━━ Supplied text

Ray Richmond is contributing to Deadline’s 2010 Emmy coverage. Here’s his scorecard assessing the Outstanding Lead Drama Series Actor race:


Why He Got Nominated: Because he’s widely regarded in the Hollywood creative and critical communities as the funniest guy on TV as CBS/Warner Bros TV’s Big Bang nerd Sheldon Cooper. That isn’t necessarily enough to land him the Emmy. He’s also got to convince the Academy of Television Arts and Sciences. But it’s a good start.

Why He Has To Win: It’s the 2nd consecutive nomination for Parsons after having been previously snubbed, and his submitted episode “The Pants Alternative” is a showcase for his uproarious drunk scene. A lot of people had predicted he’d win a year ago, but Alec Baldwin snatched it away. This time, Parsons has the advantage of being a fresh face and a guy who is perceived to have paid dues (at least some). “He’s the guy who should win because he’s right now the consistently best sitcom lead week in and week out,” believes one producer.

━━━━

#### Instruction 1:
Please reproduce the Emmy scorecard from "Why He Got Nominated: Because" up to and including "a good start.", swapping "Sheldon Cooper" for "Leonard Hofstadter".
#### Instruction 2:
According to the Emmy scorecard, what is the title of the episode Parsons submitted?
#### Instruction 3:
Write what comes next in the Emmy scorecard, picking up after its final sentence.

━━ Given data

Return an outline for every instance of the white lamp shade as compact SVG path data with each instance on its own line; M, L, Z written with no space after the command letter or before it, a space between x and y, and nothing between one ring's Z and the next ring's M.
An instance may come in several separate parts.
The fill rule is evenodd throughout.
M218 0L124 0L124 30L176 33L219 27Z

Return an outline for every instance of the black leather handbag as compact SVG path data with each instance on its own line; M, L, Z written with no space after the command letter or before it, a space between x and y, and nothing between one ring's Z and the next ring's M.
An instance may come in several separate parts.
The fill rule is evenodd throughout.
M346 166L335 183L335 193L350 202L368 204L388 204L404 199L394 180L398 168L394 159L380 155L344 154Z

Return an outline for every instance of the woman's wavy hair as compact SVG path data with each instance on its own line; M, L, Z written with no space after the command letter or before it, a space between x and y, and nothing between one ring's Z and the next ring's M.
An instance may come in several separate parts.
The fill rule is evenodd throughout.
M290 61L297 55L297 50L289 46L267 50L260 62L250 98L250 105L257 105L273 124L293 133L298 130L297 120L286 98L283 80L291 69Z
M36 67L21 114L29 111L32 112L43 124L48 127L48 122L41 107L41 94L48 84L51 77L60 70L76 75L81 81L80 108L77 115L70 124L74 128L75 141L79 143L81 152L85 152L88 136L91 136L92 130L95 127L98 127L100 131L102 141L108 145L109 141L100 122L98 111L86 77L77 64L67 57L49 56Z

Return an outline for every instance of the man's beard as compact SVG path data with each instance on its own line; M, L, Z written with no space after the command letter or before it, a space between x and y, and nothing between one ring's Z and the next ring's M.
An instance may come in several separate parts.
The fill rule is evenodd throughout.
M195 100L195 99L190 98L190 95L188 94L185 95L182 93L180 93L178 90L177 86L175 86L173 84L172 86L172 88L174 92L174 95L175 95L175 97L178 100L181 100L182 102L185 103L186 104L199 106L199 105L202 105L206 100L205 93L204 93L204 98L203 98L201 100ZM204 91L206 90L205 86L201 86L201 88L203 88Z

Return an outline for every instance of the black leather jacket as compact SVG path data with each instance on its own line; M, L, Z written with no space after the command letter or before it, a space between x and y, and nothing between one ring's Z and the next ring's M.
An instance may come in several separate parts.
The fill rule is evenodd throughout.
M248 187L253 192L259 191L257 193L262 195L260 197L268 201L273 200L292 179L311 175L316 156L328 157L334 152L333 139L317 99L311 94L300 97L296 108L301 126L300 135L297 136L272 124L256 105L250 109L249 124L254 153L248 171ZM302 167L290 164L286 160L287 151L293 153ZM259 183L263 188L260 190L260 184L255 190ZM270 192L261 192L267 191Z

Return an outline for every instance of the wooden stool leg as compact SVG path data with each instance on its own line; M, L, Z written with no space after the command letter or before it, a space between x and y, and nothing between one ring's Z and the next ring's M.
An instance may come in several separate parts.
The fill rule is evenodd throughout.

━━━━

#### Response 1:
Why He Got Nominated: Because he’s widely regarded in the Hollywood creative and critical communities as the funniest guy on TV as CBS/Warner Bros TV’s Big Bang nerd Leonard Hofstadter. That isn’t necessarily enough to land him the Emmy. He’s also got to convince the Academy of Television Arts and Sciences. But it’s a good start.

#### Response 2:
"The Pants Alternative"

#### Response 3:
Why He Can’t Possibly Win: Some will resent the fact that Parsons threatened to hold out and break ranks with his co-stars in seeking a raise far greater than the $100,000 per episode offered by Warner Bros TV ($250,000 per according to some reports). This is also the most competitive acting category at this year’s Emmys, with Parsons having to knock off both a 2-time category winner (Baldwin) and a three-timer (Tony Shalhoub).